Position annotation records
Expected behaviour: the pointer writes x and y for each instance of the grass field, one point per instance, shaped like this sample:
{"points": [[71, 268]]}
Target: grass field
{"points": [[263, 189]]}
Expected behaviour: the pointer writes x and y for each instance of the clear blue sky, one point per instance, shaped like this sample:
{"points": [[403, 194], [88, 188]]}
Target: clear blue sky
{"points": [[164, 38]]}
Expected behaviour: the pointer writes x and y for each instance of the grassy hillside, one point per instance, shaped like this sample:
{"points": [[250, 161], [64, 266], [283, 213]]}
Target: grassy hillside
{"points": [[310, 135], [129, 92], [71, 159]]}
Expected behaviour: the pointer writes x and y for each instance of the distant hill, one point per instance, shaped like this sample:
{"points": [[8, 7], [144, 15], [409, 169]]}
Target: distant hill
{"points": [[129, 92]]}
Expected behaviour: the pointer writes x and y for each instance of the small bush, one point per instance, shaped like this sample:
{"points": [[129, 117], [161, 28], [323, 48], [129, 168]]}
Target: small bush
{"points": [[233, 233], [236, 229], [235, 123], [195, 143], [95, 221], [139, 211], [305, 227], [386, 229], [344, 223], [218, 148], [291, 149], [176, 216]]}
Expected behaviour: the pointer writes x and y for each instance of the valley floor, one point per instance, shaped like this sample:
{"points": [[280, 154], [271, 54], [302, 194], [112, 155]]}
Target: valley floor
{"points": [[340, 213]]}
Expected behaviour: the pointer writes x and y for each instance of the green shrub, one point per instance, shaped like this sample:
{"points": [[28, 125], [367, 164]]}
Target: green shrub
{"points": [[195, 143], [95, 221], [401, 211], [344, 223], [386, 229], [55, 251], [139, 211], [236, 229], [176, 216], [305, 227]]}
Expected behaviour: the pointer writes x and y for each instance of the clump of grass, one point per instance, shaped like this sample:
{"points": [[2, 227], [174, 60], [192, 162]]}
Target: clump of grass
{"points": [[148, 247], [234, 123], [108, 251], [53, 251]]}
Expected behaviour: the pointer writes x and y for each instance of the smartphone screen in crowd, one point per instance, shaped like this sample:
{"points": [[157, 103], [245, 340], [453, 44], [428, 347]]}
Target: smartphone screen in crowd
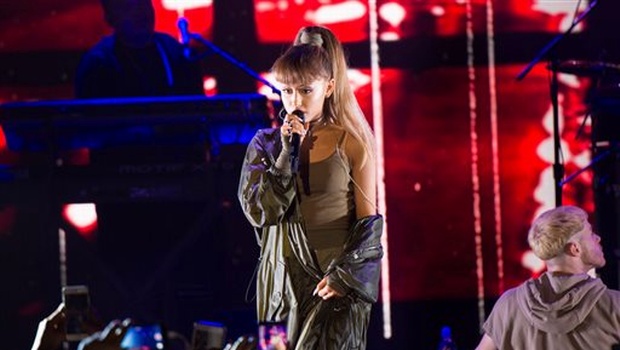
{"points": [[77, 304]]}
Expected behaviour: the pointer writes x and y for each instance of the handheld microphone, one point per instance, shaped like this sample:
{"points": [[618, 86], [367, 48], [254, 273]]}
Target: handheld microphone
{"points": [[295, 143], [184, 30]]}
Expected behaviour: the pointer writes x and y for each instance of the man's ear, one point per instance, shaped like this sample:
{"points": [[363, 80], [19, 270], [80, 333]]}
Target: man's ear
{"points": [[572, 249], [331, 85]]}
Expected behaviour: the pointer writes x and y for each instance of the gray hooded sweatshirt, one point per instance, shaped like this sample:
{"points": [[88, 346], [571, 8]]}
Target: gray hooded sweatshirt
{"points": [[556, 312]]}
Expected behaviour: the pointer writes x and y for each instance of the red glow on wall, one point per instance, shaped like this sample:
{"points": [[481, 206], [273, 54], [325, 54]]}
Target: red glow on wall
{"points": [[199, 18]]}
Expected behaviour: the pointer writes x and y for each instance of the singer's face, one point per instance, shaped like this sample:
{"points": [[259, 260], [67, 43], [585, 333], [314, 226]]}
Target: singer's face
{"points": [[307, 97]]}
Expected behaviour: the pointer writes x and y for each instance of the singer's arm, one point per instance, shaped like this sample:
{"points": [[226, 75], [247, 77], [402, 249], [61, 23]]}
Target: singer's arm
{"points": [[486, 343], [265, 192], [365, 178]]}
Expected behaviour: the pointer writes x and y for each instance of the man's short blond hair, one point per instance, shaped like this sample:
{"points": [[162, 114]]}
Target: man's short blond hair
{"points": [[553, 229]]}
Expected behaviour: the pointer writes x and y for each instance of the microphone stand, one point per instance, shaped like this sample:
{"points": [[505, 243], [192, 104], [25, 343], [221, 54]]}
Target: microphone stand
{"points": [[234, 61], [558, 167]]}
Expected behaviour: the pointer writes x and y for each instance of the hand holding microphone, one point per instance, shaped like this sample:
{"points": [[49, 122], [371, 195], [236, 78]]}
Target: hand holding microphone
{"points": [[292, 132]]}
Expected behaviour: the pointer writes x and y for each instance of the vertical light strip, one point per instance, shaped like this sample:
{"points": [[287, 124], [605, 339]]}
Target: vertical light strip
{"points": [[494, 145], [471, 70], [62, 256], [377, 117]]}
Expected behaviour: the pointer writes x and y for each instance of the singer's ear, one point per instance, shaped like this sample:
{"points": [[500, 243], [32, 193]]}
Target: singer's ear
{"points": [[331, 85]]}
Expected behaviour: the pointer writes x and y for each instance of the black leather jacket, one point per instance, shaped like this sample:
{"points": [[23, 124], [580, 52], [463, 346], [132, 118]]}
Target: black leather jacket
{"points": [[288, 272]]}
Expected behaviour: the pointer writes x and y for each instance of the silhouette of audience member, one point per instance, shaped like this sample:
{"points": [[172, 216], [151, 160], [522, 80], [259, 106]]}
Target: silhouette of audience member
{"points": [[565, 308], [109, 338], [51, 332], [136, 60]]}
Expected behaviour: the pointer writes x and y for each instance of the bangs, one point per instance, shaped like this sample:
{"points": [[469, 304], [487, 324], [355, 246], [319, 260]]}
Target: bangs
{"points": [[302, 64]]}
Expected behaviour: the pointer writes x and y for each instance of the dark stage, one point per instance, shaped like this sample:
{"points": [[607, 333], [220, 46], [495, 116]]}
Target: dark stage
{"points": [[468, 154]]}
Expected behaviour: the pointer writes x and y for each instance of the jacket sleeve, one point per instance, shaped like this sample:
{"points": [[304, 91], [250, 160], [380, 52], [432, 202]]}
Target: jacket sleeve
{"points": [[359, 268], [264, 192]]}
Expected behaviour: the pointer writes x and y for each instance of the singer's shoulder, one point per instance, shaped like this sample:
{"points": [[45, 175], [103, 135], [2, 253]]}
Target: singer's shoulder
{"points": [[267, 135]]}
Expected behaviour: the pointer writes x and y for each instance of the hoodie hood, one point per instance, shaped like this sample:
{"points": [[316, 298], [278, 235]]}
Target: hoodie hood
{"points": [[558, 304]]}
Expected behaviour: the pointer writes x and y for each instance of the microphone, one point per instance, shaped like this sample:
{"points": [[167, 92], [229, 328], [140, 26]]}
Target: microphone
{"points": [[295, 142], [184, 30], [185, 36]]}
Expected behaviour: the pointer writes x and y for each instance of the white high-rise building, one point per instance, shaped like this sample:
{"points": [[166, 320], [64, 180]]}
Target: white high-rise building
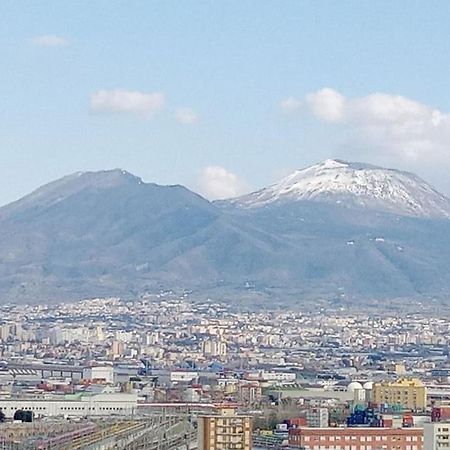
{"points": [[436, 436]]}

==

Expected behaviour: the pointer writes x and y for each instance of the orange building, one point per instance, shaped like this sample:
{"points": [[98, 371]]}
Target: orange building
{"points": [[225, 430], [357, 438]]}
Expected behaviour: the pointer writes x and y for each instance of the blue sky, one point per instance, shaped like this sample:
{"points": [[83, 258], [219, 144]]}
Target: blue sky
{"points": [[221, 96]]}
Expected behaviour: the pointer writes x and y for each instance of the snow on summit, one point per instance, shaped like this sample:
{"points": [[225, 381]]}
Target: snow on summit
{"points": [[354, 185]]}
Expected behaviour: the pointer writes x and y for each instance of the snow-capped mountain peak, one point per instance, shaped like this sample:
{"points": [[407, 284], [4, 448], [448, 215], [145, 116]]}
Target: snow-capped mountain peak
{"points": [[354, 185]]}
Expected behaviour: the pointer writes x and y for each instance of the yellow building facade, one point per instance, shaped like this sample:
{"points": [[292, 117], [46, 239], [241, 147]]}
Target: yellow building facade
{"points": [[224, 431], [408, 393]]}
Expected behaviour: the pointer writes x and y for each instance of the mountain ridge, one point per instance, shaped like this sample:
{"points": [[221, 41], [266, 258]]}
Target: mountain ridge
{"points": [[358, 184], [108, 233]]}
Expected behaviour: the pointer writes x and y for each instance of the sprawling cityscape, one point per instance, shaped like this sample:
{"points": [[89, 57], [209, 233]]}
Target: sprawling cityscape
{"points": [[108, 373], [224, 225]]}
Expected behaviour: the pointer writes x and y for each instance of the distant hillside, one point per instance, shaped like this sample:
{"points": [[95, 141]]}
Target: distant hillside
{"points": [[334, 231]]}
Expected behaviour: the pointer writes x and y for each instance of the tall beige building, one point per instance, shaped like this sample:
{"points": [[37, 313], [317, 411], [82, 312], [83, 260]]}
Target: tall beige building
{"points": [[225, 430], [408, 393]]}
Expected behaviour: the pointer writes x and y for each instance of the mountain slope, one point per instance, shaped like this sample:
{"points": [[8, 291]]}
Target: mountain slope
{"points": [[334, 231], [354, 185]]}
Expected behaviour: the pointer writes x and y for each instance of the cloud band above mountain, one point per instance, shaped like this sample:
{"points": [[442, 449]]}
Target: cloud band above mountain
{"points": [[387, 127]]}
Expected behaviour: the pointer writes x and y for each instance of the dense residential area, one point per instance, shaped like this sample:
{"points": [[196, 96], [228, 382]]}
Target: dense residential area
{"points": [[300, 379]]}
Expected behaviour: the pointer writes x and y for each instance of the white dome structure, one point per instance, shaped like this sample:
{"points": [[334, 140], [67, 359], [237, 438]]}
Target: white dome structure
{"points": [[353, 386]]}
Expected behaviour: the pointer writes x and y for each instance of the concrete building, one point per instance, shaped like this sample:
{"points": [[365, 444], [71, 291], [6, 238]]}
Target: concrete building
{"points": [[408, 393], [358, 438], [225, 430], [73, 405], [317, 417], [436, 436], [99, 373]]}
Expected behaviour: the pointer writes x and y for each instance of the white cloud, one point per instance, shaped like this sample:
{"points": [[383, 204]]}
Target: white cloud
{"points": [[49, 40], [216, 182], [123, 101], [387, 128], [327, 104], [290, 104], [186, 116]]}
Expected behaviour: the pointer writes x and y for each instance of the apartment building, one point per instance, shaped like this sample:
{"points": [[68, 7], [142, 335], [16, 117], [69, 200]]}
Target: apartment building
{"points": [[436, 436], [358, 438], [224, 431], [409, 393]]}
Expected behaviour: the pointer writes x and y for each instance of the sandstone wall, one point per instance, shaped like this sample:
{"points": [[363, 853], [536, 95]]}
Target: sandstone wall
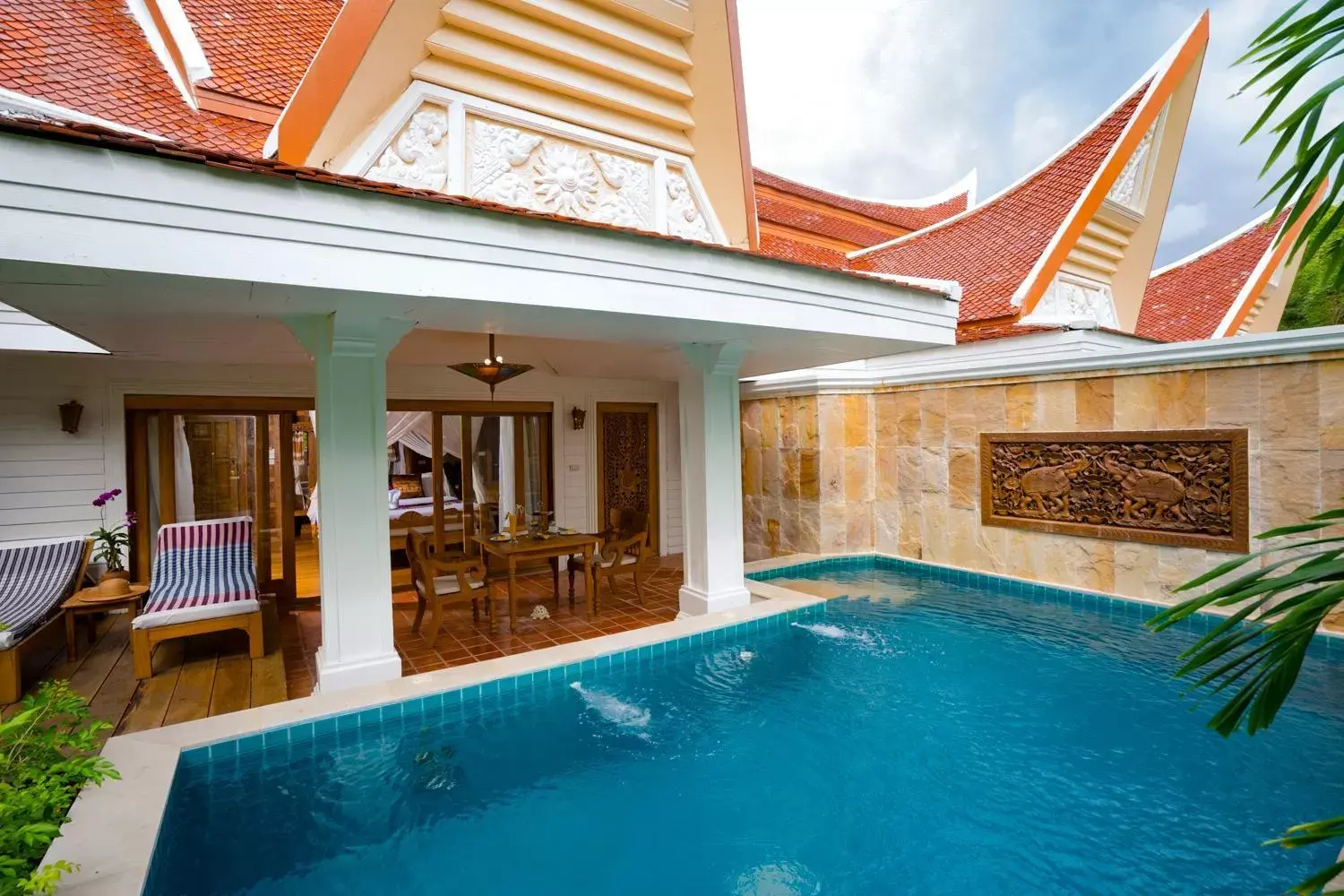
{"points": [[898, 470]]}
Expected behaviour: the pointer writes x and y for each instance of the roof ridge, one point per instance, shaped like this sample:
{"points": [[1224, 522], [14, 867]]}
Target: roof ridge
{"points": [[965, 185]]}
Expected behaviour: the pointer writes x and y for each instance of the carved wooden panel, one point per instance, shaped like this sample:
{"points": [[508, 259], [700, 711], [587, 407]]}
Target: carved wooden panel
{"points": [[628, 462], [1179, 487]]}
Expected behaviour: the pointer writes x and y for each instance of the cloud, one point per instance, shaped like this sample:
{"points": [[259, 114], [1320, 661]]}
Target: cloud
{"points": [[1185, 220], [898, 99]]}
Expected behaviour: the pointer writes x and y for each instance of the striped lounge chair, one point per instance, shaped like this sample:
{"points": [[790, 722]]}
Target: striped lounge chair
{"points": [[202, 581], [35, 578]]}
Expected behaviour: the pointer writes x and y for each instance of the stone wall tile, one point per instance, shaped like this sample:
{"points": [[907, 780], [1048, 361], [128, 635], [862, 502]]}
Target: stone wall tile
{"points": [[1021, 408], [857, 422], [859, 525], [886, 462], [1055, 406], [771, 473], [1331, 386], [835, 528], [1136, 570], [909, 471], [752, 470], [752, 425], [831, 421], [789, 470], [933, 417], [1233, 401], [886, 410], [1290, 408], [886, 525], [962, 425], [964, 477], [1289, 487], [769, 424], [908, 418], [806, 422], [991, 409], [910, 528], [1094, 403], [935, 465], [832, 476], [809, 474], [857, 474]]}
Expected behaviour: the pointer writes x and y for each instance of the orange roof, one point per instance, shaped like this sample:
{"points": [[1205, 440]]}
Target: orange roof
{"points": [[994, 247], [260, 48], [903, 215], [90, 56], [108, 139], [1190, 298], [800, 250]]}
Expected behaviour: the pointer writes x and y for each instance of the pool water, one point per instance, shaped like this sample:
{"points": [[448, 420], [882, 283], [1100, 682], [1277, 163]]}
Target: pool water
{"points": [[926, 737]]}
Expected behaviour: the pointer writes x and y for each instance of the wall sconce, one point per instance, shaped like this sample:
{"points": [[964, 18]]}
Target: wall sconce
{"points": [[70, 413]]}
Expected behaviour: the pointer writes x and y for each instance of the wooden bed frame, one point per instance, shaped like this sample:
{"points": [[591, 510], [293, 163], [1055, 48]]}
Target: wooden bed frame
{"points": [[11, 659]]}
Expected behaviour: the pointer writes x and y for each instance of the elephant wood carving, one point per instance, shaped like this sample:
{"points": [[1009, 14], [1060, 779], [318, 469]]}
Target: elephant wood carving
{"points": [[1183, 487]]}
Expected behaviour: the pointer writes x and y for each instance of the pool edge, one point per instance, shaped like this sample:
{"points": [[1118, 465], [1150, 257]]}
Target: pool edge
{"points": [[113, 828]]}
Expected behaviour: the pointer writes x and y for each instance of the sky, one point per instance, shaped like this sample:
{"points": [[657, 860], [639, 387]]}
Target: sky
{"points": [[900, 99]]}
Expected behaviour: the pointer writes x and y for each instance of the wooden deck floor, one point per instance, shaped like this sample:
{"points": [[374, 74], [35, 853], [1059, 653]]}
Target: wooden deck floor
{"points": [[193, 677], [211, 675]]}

■ TASK STATEMENT
Pull out every line of the material that contains the string "jacket", and note that case counts.

■ TASK RESPONSE
Expected behaviour: the pointer writes x and y for each instance of the black leather jacket, one point per instance, shaped like this sample:
Target: black leather jacket
Expected behaviour: the pointer writes x and y for each instance of the jacket sleeve, one point per instance, shaped like this sample:
Target: jacket sleeve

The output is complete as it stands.